[Records contained in a dataset]
-------

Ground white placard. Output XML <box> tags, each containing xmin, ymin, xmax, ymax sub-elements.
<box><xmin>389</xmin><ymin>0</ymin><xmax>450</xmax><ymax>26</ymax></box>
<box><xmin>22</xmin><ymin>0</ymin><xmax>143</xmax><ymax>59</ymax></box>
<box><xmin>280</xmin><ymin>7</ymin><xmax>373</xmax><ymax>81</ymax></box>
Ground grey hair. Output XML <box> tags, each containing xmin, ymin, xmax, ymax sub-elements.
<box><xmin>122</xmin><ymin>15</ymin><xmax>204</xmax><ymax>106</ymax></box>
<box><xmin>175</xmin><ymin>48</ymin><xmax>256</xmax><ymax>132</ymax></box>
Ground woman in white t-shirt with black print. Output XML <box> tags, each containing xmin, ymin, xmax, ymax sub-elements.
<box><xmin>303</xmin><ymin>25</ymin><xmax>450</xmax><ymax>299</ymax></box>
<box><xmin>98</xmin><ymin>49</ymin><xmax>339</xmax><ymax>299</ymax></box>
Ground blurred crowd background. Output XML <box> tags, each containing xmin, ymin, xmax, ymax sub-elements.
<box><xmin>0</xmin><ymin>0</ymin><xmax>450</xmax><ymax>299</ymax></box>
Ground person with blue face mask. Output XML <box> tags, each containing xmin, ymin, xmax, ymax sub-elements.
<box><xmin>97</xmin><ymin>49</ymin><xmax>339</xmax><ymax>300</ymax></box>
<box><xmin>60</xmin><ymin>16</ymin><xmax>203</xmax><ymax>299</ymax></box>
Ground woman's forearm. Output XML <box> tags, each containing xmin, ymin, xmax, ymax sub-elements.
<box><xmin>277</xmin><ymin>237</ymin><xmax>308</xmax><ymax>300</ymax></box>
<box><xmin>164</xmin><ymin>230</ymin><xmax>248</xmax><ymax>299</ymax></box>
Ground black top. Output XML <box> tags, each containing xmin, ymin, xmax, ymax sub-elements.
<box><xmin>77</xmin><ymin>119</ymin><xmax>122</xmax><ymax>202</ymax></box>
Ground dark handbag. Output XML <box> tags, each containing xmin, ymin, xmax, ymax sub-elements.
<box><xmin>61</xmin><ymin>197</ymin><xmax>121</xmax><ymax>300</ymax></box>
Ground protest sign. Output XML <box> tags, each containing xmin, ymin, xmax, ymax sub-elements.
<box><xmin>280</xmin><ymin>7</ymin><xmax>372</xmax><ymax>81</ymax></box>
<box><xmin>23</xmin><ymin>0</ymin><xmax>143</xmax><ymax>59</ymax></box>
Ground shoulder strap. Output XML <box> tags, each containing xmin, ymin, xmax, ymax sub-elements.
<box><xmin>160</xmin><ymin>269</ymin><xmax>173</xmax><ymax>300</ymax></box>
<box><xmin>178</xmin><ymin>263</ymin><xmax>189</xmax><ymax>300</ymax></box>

-------

→ Short task: Lay out the entries above as a two-column CSV with the headers input and output, one row per entry. Put each entry's text and its answer in a quoted field of their own, with line breaks replaced by spaces.

→ Task output:
input,output
"Ground white placard. Output XML <box> tags, each containing xmin, ymin, xmax, ymax sub-elements.","<box><xmin>389</xmin><ymin>0</ymin><xmax>450</xmax><ymax>26</ymax></box> <box><xmin>22</xmin><ymin>0</ymin><xmax>143</xmax><ymax>59</ymax></box> <box><xmin>280</xmin><ymin>7</ymin><xmax>373</xmax><ymax>81</ymax></box>"
"Ground grey hair. Output XML <box> tags, each containing xmin, ymin, xmax, ymax sub-elements.","<box><xmin>122</xmin><ymin>15</ymin><xmax>204</xmax><ymax>106</ymax></box> <box><xmin>175</xmin><ymin>48</ymin><xmax>256</xmax><ymax>132</ymax></box>"
"Ground woman in white t-shirt with black print. Output XML <box> tags, each containing xmin, ymin, xmax, ymax sub-elements.","<box><xmin>303</xmin><ymin>25</ymin><xmax>450</xmax><ymax>299</ymax></box> <box><xmin>98</xmin><ymin>49</ymin><xmax>339</xmax><ymax>299</ymax></box>"
"Ground blurred crowd background. Output XML <box> tags, each containing xmin, ymin, xmax, ymax sub-elements.","<box><xmin>0</xmin><ymin>0</ymin><xmax>450</xmax><ymax>299</ymax></box>"
"Ground person with blue face mask. Output XML <box> tags, each containing xmin, ymin, xmax, ymax sub-elements.","<box><xmin>97</xmin><ymin>49</ymin><xmax>339</xmax><ymax>300</ymax></box> <box><xmin>60</xmin><ymin>16</ymin><xmax>203</xmax><ymax>299</ymax></box>"
"Ground woman's forearm. Output XML <box> tags, each containing xmin, ymin, xmax, ymax sub-elements.","<box><xmin>277</xmin><ymin>237</ymin><xmax>308</xmax><ymax>300</ymax></box> <box><xmin>164</xmin><ymin>230</ymin><xmax>248</xmax><ymax>299</ymax></box>"
"Ground black top. Output XML <box> tags, each containing xmin, ymin, xmax, ymax sub-elements.","<box><xmin>77</xmin><ymin>119</ymin><xmax>122</xmax><ymax>202</ymax></box>"
"Ground dark handbag. Output XML <box> tags, each containing xmin, ymin, xmax, ymax sub-elements.","<box><xmin>61</xmin><ymin>197</ymin><xmax>121</xmax><ymax>300</ymax></box>"
"Ground protest sign. Output XML <box> tags, each containing xmin, ymin, xmax, ymax sub-elements.","<box><xmin>280</xmin><ymin>7</ymin><xmax>372</xmax><ymax>81</ymax></box> <box><xmin>23</xmin><ymin>0</ymin><xmax>143</xmax><ymax>59</ymax></box>"
"Ground shoulder strap. Output XML <box> tags, each containing xmin, ymin, xmax, ymax sub-elements.","<box><xmin>160</xmin><ymin>269</ymin><xmax>173</xmax><ymax>300</ymax></box> <box><xmin>178</xmin><ymin>263</ymin><xmax>189</xmax><ymax>300</ymax></box>"